The three remaining selections on "Mama Africa" really do big things in their spaces with two of them, especially, being of definitive note. The other song, 'Summer Time' is an okay song which is virtually unlike anything else on this album or, unless I'm forgetting something, anything else I may have heard Jah Turban ever do. Still, if you listen to it enough (and I have) you're guaranteed to find yourself singing along with portions of it which I think was the likely goal with this one. Unbeknownst to me prior to listening to the album, the aforementioned Anthony B does make an appearance on the album on 'Rebel With A Cause' (and we couldn't find a version of the track list which said "featuring Anthony B" on the song and you would think that would be a nice thing to mention). 'Rebel With A Cause' did take a few spins to grow on me but you can call me a fan of that one now as the duo promote standing up for yourself and for your beliefs when you know are doing right, even when (and especially when) the go against the ways of the system. Lastly is a song which kind of snuck up on me because I didn't at all expect it to be this strong, 'Africa Bless'.
"Mi touch a foot down inna Africa - oh yes
Oh what a bless up inna Africa - oh yes
How powerful Mama Africa - oh yes
A joy mi ah tell yuh inna Mama Africa - oh yes
Mi seh behold Mama Africa
Brightness rise in Mama Africa - what a bless
Stop di war inna Africa - oh yes
Di bloodshed fi stop inna Mama Africa"
The song has an equal at least in 'Move Vampire' but… that's it, aside from 'Love Jah & Live' it is as good as and better than the rest of this album in my opinion. It is THAT good and given SJP's and Jah Turban's proclivity for pushing singles, hopefully it does get its time to shine and I really do think that it will (why not?!).
Overall, "Mama Africa" is precisely the all-around solid set that I was hoping for and expecting. I would have liked to see another combination with a singer (maybe even one with a female) because I think that style would definitely match well with Jah Turban's and I don't know if I have ever heard a piece like that from him to date. I also would like to mention that despite not having too much variation in terms of sound, this album is very pleasing on the ears and I don't think that changing course too much would be very beneficial given what the chanter does well. "Mama Africa" is ultra straightforward and streamlined modern Roots Reggae music and that is what works best with Jah Turban and, clearly, S.J.P Records. And it goes back to one GIANT EP release in "Africa Is Our Home" which brought up a name, Jah Turban, who I am damn glad that we kept an eye on for the past four years.

• _Work to complete_: Can you rewrite the album review above from "The song has" to "will (why not?!).", inclusive, substituting "view" for "opinion"?

• _Raw data_:
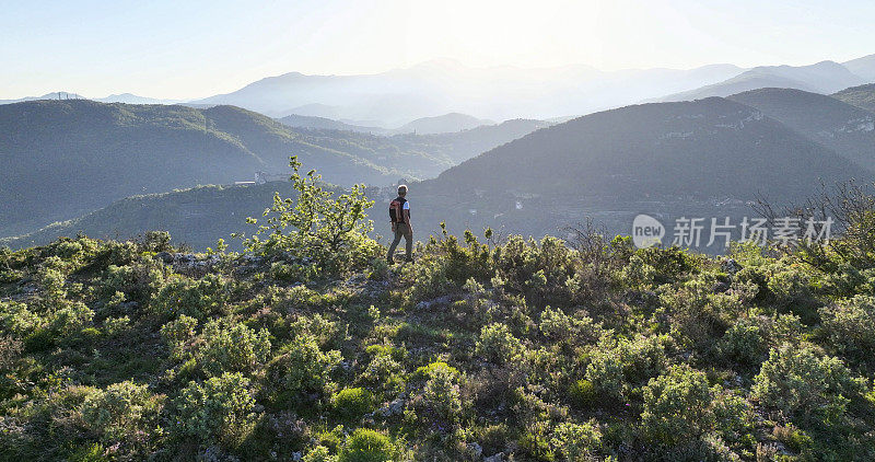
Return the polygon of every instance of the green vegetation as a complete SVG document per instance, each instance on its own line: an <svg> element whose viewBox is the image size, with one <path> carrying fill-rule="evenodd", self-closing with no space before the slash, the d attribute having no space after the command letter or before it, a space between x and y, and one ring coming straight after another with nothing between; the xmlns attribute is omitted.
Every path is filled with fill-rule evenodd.
<svg viewBox="0 0 875 462"><path fill-rule="evenodd" d="M442 233L388 267L366 197L292 166L244 253L0 250L0 459L875 458L872 227L721 257Z"/></svg>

• _Task solution_:
The song has an equal at least in 'Move Vampire' but… that's it, aside from 'Love Jah & Live' it is as good as and better than the rest of this album in my view. It is THAT good and given SJP's and Jah Turban's proclivity for pushing singles, hopefully it does get its time to shine and I really do think that it will (why not?!).